- _Directions_:
Update the passage on George Mitchell: reproduce it between "In 1980 Muskie" and "leadership by 1988.", inclusive, with "relentless" changed to "tireless".

- _Source text_:
• • •
After leaving the Senate he could have become a Supreme Court Judge, Secretary of State, or - best of all for a lifelong Boston Red Sox fan - America's $1m-a year baseball commissioner. Instead he has devoted himself, for no salary, to peace in Northern Ireland. He is a Catholic, an associate of Clinton and friend of the Kennedys. Unionists said he would hold a bias in favour of Catholic nationalists. But his Catholicism is of the Lebanese Maronite rather than the Roman variety. His paternal grandparents, the Kilroys, arrived from Ireland in 1904. Their son, Mitchell's father, was given away to an orphanage aged three, picked out from a line-up after Mass one Sunday in a Maronite church. Joseph Kilroy was renamed George Mitchell and married a Lebanese, Mintaha Saad, who later became Mary. George senior was a janitor, his wife worked nights in one of the wool mills and they lived between a polluted river and a railway in Waterville, Maine.

The children attended a Lebanese Maronite school and went to the Maronite church. After law school Mitchell joined the staff of Edmund Muskie, a Maine senator, and in 1974, having run unsuccessfully for Maine governor, began practising law, and was made a district judge in 1979.

In 1980 Muskie was appointed Secretary of State and named Mitchell to fill his Senate seat. His relentless hard work had propelled him to the Senate leadership by 1988.

When Clinton was elected in 1992, Mitchell had the chance to enact progressive legislation for the first time in his career but six years later he announced his retirement, saying he wanted to "consider other challenges". He turned down the Supreme Court job and announced his engagement to Ms MacLachlan. Their son, Andrew, was born nearly six months ago and therein lies to clue to his commitment to the peace process.
• • •
- _Available data_:

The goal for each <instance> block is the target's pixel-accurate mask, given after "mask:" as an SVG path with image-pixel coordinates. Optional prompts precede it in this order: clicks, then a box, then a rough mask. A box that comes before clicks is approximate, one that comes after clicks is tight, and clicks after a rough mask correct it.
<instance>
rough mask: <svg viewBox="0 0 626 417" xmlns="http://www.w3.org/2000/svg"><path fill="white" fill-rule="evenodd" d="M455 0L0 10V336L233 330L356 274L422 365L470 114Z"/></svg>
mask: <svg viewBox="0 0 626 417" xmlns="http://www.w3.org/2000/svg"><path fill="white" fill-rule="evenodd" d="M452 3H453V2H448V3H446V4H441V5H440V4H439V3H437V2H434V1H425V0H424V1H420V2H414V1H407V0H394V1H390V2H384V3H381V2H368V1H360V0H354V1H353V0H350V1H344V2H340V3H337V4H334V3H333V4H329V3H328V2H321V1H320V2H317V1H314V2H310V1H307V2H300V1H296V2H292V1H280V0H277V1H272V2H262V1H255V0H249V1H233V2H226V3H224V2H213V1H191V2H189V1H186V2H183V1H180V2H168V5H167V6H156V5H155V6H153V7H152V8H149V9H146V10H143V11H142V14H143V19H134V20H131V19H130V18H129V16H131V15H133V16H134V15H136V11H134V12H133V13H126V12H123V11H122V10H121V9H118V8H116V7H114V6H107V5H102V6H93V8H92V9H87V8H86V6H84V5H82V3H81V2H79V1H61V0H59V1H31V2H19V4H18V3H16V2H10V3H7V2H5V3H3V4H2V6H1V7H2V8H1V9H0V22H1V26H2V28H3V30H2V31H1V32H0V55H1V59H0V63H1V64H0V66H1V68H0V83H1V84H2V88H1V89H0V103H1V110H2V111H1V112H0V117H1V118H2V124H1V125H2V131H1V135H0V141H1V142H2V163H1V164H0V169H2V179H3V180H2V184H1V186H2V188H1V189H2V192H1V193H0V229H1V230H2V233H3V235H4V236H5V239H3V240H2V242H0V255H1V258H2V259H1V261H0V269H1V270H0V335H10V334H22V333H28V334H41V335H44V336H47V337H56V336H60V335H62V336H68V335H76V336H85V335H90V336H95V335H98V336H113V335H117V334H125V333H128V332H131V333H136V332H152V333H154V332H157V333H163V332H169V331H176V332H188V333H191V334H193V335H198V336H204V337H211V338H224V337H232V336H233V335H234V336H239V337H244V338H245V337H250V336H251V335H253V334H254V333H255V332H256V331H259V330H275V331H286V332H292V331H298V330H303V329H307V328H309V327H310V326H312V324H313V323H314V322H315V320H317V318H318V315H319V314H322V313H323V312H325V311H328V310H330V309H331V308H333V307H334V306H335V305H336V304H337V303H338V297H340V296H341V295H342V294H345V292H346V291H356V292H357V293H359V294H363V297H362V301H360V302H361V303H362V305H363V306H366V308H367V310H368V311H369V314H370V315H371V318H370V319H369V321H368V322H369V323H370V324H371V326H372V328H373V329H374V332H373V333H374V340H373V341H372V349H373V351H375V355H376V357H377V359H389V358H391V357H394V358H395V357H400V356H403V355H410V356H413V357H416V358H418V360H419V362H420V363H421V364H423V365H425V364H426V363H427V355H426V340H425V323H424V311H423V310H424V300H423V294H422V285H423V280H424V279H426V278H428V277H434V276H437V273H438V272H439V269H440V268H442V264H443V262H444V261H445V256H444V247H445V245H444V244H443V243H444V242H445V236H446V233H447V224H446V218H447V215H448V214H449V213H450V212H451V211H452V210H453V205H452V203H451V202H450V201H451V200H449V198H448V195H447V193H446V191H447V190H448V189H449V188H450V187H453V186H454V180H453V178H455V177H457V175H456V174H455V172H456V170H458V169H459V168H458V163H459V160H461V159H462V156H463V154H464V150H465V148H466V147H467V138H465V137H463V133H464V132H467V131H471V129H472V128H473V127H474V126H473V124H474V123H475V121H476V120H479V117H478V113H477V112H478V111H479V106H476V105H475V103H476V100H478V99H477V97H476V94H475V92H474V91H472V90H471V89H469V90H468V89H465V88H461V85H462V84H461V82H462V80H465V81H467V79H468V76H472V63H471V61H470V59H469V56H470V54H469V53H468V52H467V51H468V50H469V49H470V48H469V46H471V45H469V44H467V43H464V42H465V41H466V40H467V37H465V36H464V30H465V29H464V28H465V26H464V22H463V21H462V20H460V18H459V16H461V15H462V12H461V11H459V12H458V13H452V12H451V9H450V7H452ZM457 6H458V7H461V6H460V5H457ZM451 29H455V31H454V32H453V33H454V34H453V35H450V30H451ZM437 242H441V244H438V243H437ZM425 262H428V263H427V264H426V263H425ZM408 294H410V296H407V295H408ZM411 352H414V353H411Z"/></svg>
• • •
- _Result of this exercise_:
In 1980 Muskie was appointed Secretary of State and named Mitchell to fill his Senate seat. His tireless hard work had propelled him to the Senate leadership by 1988.